## Records supplied:
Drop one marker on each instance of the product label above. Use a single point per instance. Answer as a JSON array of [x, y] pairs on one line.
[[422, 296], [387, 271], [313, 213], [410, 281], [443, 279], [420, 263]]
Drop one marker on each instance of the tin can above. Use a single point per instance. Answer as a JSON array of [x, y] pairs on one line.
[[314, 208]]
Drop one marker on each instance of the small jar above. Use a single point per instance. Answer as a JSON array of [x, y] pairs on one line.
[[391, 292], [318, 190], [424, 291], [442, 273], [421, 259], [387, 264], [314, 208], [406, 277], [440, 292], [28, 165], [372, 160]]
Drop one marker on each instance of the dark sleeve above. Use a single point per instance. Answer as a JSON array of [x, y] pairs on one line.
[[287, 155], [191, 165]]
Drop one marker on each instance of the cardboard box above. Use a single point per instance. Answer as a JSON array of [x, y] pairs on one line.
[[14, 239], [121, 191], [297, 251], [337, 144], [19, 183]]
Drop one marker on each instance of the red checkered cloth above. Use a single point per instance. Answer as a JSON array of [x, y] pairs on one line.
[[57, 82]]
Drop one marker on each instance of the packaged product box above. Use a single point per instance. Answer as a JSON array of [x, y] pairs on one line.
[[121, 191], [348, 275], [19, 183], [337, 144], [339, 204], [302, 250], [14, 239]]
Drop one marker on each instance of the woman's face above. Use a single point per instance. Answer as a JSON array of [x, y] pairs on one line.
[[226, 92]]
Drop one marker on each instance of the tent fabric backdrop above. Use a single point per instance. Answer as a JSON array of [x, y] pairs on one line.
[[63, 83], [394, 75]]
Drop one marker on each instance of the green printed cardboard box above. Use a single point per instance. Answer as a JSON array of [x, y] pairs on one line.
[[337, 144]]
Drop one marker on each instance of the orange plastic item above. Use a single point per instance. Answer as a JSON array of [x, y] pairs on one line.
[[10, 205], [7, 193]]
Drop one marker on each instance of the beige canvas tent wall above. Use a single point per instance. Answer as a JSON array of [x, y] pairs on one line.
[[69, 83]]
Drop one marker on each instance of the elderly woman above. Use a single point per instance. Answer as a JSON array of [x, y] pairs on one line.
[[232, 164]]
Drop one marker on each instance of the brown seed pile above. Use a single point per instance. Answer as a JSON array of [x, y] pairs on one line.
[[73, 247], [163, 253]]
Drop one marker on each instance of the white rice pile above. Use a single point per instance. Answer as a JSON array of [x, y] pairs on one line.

## Set exercise:
Reproduce every item above word for word, keeping each line intact and in its original order.

## Exercise output:
Drop one marker on each instance of the product label above. Use a single point per instance. Answer as a JSON array of [x, y] pairs on one line.
[[422, 296], [387, 271], [313, 213], [410, 281], [443, 279], [420, 263]]
Drop one marker on each instance of the tin can above. Use a single point per instance. Answer as a JSON array of [x, y] pairs on one line.
[[314, 208]]
Drop one marker on each instance of the small jar above. Use a single point per instance. Answer as a JSON array of [x, y] pairs on one line.
[[391, 292], [318, 190], [424, 291], [442, 273], [421, 259], [387, 264], [314, 208], [406, 277], [440, 292], [28, 165], [372, 160]]
Drop one marker on each instance of the dark sleeve above. Use a single point per instance. Answer as a JSON array of [x, y] pairs on one line.
[[287, 155], [191, 165]]
Drop one marker on each instance of the cardboard box above. Use a single point per instance. Answer as a JSON array of [x, y] pairs on one line.
[[14, 239], [121, 191], [297, 251], [337, 144], [19, 183]]
Drop one marker on each instance of the red checkered cloth above. Use a single point per instance. Answer as a JSON array of [x, y] pairs on one line.
[[57, 82]]
Drop one marker on each instance of the packaged product box above. Use a single point per instance. Answer as a JSON array of [x, y] pairs on one line.
[[121, 191], [348, 275], [19, 183], [337, 144], [339, 204], [302, 250], [14, 239]]
Drop one marker on each instance of the woman's face above. Use a single point per instance. Answer as a JSON array of [x, y] pairs on one line.
[[226, 92]]
Drop one marker on each instance of the tent fabric backdrop above. Use a single point per instance. Answer as a JSON array of [x, y] pairs on one line.
[[63, 83], [394, 75]]
Drop one marker on each instance of the green printed cardboard box above. Use a single point per instance. Answer as a JSON array of [x, y] pairs on one line.
[[337, 144]]
Drop one marker on each instance of the orange plastic item above. Use a single point per instance. Answer as a JSON array of [x, y] pairs on one line.
[[10, 205], [7, 193]]
Drop one marker on each instance of the beige canvas tent wall above. Use a single point per instance. Answer as a JSON array of [x, y] pairs on one line.
[[69, 83]]
Drop one marker on each instance of the elderly woman above. Use a single point per instance. Answer as a JSON array of [x, y] pairs on one line.
[[232, 164]]
Drop one marker on each instance of the brown seed pile above. Use a single point per instance. Answer as a JSON array of [x, y] pairs on one line.
[[73, 247], [163, 253]]
Drop one marker on each instance of the white rice pile above. Use a single point per instance. Answer as a JSON array of [x, y] pairs on one line.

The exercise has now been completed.